*TO BE DONE:* In the entries, update the lines from the line with "in bright blue" to the line with "pixel 364 422" by replacing "instance" with "occurrence" and leaving all else unchanged. Return only those lines.

(Data records)
○ ○ ○ ○ ○
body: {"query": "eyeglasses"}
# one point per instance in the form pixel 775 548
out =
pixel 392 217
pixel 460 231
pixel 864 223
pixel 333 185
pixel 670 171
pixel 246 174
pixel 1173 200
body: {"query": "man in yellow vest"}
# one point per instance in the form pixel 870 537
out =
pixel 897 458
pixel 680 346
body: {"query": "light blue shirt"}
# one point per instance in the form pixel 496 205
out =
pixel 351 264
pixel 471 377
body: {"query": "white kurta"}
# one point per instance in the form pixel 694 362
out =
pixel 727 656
○ ○ ○ ○ ○
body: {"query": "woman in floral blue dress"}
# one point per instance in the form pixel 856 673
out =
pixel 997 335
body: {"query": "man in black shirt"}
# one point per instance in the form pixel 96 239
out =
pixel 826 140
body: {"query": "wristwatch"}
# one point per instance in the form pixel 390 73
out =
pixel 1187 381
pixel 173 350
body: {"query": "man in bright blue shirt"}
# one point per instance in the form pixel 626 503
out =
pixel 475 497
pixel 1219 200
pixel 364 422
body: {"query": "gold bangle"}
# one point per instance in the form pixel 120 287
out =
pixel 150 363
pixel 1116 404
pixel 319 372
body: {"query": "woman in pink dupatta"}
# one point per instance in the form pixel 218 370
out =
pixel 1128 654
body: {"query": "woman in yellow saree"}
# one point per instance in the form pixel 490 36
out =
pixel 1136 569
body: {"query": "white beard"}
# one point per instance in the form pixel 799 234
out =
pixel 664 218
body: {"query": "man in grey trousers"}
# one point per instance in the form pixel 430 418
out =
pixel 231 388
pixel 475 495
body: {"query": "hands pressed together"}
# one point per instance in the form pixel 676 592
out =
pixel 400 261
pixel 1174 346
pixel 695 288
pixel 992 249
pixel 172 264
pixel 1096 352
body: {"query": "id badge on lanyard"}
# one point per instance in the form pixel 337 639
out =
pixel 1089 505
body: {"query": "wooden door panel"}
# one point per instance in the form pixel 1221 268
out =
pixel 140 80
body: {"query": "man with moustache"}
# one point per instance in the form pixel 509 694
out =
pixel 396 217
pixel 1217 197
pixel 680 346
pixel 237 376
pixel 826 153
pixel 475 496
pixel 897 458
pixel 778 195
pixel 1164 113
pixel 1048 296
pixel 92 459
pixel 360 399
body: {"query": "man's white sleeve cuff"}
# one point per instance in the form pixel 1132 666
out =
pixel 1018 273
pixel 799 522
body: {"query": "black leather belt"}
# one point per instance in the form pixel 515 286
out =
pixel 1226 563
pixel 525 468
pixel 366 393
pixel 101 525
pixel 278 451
○ ○ ○ ○ ○
*WRITTEN RESPONSE:*
body: {"query": "man in bright blue shirt"}
# one point per occurrence in the form pixel 626 503
out =
pixel 475 497
pixel 1219 200
pixel 364 422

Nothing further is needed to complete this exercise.